INSTRUCTIONS TO FOLLOW: Could you rewrite the paragraph beginning "I have two tables order and item" in the SQL question below as a short list that keeps its main facts?

I have two tables order and item and I need to match orders and items and the match is given by the column match and I need to make sure the customer who orders first will receive the item first (oldest reservation date gets the product first).
Also, the company prefers to send the oldest items first i.e oldest production date;
Practical example:
order table:
user | match | reservation_date |
---|---|---|
alan | vz123 | 01/22 |
maria | vz123 | 02/22 |
doug | vz123 | 03/22 |
item table
item_id | match | production_date |
---|---|---|
X | vz123 | 03/22 |
Y | vz123 | 02/22 |
The problem is when joining by the match column (item specs) I'm getting 1-N results;
The final result I want is:
user | item_id | reservation_date | production_date | match |
---|---|---|---|---|
alan | Y | 01/22 | 02/22 | vz123 |
maria | X | 02/22 | 03/22 | vz123 |
Note that neither user nor item_id appears in the result set more than once and we are giving preferences based on dates;
- Company prefers to fulfill orders based on reservation date (oldest first)
- Company prefers to sell items based on production date ("production gate date", oldest first)
Is this possible in SQL (SQL server, postgres...)?

INFORMATION GIVEN:
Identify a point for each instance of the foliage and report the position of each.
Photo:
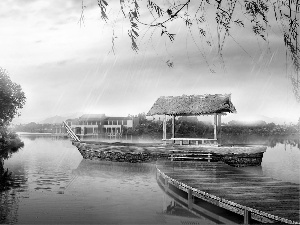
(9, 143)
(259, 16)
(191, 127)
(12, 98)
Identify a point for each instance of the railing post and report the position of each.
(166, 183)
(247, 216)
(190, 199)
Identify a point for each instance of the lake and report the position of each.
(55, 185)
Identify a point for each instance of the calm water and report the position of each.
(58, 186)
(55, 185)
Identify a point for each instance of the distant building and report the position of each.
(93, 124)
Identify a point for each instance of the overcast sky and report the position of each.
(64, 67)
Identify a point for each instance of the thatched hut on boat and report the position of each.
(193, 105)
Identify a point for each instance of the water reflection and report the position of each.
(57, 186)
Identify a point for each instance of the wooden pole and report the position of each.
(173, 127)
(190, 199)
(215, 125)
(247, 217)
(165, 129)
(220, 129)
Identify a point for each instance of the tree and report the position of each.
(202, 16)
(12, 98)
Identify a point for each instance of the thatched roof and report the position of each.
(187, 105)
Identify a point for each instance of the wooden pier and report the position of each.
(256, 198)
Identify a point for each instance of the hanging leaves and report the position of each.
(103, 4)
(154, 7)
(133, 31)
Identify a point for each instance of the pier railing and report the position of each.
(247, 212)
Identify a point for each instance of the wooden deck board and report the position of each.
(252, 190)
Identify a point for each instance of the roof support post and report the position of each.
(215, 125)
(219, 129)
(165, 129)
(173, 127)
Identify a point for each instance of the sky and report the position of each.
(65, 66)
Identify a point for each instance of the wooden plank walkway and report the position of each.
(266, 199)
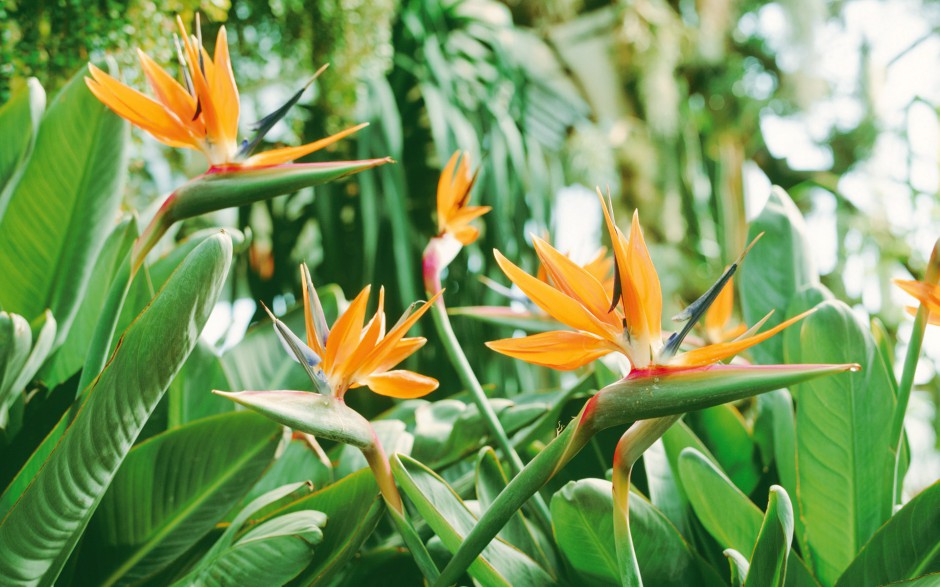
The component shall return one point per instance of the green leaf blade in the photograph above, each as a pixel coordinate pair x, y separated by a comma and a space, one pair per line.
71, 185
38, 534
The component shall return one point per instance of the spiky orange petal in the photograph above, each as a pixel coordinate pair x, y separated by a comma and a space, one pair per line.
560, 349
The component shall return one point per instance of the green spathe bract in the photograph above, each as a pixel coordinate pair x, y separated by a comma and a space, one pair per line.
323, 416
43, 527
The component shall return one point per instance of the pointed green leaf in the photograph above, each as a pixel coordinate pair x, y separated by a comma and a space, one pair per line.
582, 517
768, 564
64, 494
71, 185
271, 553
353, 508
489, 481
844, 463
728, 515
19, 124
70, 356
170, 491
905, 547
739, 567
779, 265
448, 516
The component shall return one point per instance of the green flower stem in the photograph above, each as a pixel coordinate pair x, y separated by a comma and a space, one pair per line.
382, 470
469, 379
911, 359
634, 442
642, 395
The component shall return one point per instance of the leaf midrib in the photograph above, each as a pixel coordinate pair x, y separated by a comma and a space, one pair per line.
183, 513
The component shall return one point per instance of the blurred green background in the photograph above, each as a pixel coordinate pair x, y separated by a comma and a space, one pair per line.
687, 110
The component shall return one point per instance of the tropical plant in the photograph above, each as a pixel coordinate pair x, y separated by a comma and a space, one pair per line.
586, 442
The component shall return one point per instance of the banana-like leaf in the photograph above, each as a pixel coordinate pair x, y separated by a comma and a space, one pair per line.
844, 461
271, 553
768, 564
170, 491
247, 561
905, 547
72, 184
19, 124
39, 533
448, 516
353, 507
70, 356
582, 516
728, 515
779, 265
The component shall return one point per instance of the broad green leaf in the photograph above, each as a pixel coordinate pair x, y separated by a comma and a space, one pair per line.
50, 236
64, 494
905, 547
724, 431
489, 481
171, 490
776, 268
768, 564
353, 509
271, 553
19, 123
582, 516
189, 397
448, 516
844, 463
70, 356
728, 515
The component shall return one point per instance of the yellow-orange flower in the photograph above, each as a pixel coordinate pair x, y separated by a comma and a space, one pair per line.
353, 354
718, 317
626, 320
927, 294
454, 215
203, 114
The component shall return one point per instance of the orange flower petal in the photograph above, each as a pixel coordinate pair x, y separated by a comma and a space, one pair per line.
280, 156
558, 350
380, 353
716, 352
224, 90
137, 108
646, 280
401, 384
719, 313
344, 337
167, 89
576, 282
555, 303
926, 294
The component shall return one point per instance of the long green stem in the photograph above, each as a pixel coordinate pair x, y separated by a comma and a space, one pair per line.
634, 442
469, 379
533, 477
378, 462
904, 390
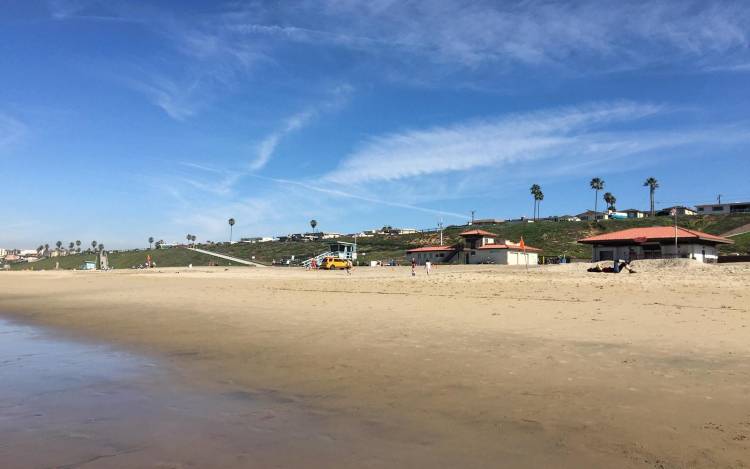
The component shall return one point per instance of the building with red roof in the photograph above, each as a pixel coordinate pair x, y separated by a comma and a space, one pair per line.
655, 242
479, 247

THE REPLY:
- There are two tables, order and item.
- Orders and items need to be matched, with the match given by the column match.
- The customer who orders first must receive the item first: the oldest reservation date gets the product first.